§ **Job**: Reproduce every entry below verbatim, omitting the pictures.

§ **Given data**:

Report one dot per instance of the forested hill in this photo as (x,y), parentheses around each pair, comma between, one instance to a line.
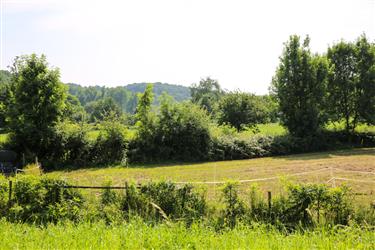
(126,96)
(179,93)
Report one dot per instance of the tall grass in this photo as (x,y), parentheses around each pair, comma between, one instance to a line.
(138,235)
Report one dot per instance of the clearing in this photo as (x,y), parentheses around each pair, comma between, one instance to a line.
(354,167)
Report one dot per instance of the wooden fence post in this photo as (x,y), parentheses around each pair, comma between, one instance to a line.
(269,202)
(10,193)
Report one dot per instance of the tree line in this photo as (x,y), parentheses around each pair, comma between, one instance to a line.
(308,91)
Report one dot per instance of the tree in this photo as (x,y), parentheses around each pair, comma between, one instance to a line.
(206,94)
(101,108)
(37,103)
(299,85)
(182,131)
(74,110)
(366,79)
(5,77)
(351,87)
(144,105)
(343,89)
(241,109)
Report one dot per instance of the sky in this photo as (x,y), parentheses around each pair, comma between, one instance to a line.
(114,42)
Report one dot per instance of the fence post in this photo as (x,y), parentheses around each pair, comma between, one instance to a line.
(10,193)
(269,202)
(126,188)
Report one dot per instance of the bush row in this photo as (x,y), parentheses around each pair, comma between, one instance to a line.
(231,148)
(113,146)
(43,200)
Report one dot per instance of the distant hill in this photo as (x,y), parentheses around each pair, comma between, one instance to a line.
(126,96)
(179,93)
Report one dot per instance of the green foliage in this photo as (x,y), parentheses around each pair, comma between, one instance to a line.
(234,207)
(232,148)
(351,85)
(299,85)
(182,132)
(139,235)
(342,87)
(43,200)
(36,104)
(125,97)
(74,110)
(111,144)
(206,94)
(179,131)
(98,110)
(366,79)
(178,92)
(240,110)
(163,201)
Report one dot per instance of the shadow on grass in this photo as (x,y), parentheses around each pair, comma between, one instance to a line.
(293,157)
(328,154)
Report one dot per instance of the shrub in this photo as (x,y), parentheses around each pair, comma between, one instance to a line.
(164,200)
(234,207)
(42,200)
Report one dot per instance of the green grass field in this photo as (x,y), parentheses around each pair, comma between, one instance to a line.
(138,235)
(356,165)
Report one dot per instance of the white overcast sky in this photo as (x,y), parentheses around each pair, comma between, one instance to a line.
(112,43)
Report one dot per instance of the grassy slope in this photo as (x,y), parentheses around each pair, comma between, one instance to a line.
(140,236)
(282,167)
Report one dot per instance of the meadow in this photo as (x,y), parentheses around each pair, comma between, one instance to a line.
(353,167)
(138,235)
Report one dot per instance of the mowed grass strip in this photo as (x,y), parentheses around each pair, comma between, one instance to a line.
(138,235)
(301,168)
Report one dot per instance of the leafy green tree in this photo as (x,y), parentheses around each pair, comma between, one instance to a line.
(343,92)
(206,94)
(5,77)
(182,131)
(241,109)
(299,85)
(366,79)
(37,104)
(74,110)
(145,124)
(101,108)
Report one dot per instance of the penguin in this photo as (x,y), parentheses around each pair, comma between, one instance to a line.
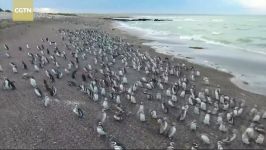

§ **Task output**:
Report one dot per instance of the forested hill in this photo as (x,y), parentheses around each pair, comma between, one instance to a line.
(126,96)
(179,93)
Report one dot per instance of the tall grass in this photo as (x,y), parentheses around each pair, comma between, one instance to a line.
(138,235)
Report one dot per instance of the clearing in this photo as (x,y), parentheses around each pair, comma between, one instance to a line.
(354,167)
Report one dot per instance of the wooden fence post in this photo as (x,y), parentheses around each pair, comma between, one instance to a line.
(269,202)
(10,193)
Report one dot per instance of the tree line in this photo as (x,y), parentheses around each pair, comma between, one instance to a line.
(308,91)
Report one dot per instance of the tree in this photo as (x,y), parentheses around each pair, comma between, one instance to a line.
(206,94)
(101,108)
(37,103)
(299,85)
(182,131)
(74,110)
(366,79)
(5,77)
(351,87)
(144,105)
(343,89)
(241,109)
Report one dot per instance of the sky in this photo as (x,y), parentheses around each pair, comma between, one instance to a line.
(114,42)
Report one dot per instance of the fence post in this photo as (x,y), parentheses around each pair, comma between, one instance to a line.
(10,193)
(269,202)
(126,188)
Report one dot per instance of the bush row in this photo as (x,y), parentheses around each pair, comma between, one instance to a line.
(231,148)
(113,146)
(43,200)
Report one dot per instance of the distant hill in this photo as (x,y), parentheses around each pair, comma between, one instance to a line.
(126,96)
(179,93)
Report one dot per instance of the green foliage in this photo as (x,y), parentheses around each pair, comma between, one instance to a line.
(234,207)
(232,148)
(351,85)
(299,85)
(182,132)
(139,235)
(342,87)
(43,200)
(36,104)
(125,97)
(74,110)
(111,144)
(206,94)
(179,131)
(98,110)
(366,79)
(178,92)
(240,110)
(163,201)
Report one dot per instance of the shadow on grass in this photo as (x,y), parentheses around each pair, comma between, one instance to a line.
(293,157)
(328,154)
Report one dot per instance of the shrub in this photo as (x,y), parentheses around each pair, comma between, one instance to a line.
(164,200)
(234,207)
(42,200)
Report one dot per instance of the green grass field in this photo as (x,y), parentheses around each pair, comma between, one instance to a line.
(138,235)
(356,165)
Report one dot per instance of the white overcast sky in this photo as (x,y), parentheses around each pair, comma between, one instance to a line.
(112,43)
Report one dot per instance of the grassy slope in this photo as (x,y), parentheses around each pair, comma between, one instance to a line.
(140,236)
(282,167)
Report one dot per instance of the meadow in this photo as (x,y), parentheses around each pair, comma between, one instance to a line.
(353,167)
(138,235)
Report one dot per instance of the mowed grass strip in this photo as (x,y), parentheses around each pair, comma between, one instance to a line.
(138,235)
(301,168)
Report one dot per instance of the leafy green tree in this photo as (x,y), parentheses around each pair, comma between, one instance to a line.
(343,92)
(206,94)
(5,77)
(182,131)
(241,109)
(299,85)
(366,79)
(37,104)
(74,110)
(145,124)
(101,108)
Report one dot per instance of the penguin in this photo as (x,y), parentheses around each pair, comma between, one instance to a line.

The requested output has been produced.